• Task to carry out: Which lines below contain the word "rows"? Copy each of them.
**** Input records
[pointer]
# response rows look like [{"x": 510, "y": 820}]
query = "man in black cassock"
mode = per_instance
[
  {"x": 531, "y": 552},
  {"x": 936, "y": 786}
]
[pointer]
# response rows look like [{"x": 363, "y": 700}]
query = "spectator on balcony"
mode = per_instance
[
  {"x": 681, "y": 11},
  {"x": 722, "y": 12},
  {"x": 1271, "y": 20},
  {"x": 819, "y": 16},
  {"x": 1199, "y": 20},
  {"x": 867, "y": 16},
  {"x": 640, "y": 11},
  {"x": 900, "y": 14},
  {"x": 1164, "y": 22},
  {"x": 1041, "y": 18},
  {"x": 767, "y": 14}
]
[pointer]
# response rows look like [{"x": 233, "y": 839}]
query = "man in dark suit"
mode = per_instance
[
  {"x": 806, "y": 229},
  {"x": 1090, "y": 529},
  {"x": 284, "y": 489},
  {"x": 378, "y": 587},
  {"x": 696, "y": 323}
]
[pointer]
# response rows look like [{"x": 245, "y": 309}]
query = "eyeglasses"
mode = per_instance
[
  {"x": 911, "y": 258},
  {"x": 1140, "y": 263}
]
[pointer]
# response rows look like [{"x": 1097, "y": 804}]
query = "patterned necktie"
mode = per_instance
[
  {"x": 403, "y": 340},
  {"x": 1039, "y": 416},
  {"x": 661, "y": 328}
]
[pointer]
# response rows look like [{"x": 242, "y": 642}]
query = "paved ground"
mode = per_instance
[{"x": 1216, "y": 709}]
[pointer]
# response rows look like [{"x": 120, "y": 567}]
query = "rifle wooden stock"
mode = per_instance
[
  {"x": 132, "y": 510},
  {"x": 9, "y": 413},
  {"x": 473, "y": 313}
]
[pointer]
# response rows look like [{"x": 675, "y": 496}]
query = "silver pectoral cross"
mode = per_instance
********
• Answer to the problem:
# response rows look like [{"x": 510, "y": 820}]
# response rows look like [{"x": 363, "y": 700}]
# response rows look like [{"x": 233, "y": 839}]
# response rows look like [{"x": 245, "y": 309}]
# response rows look like [{"x": 1097, "y": 804}]
# response rows look like [{"x": 242, "y": 642}]
# response rows look like [{"x": 120, "y": 567}]
# response rows look like [{"x": 675, "y": 496}]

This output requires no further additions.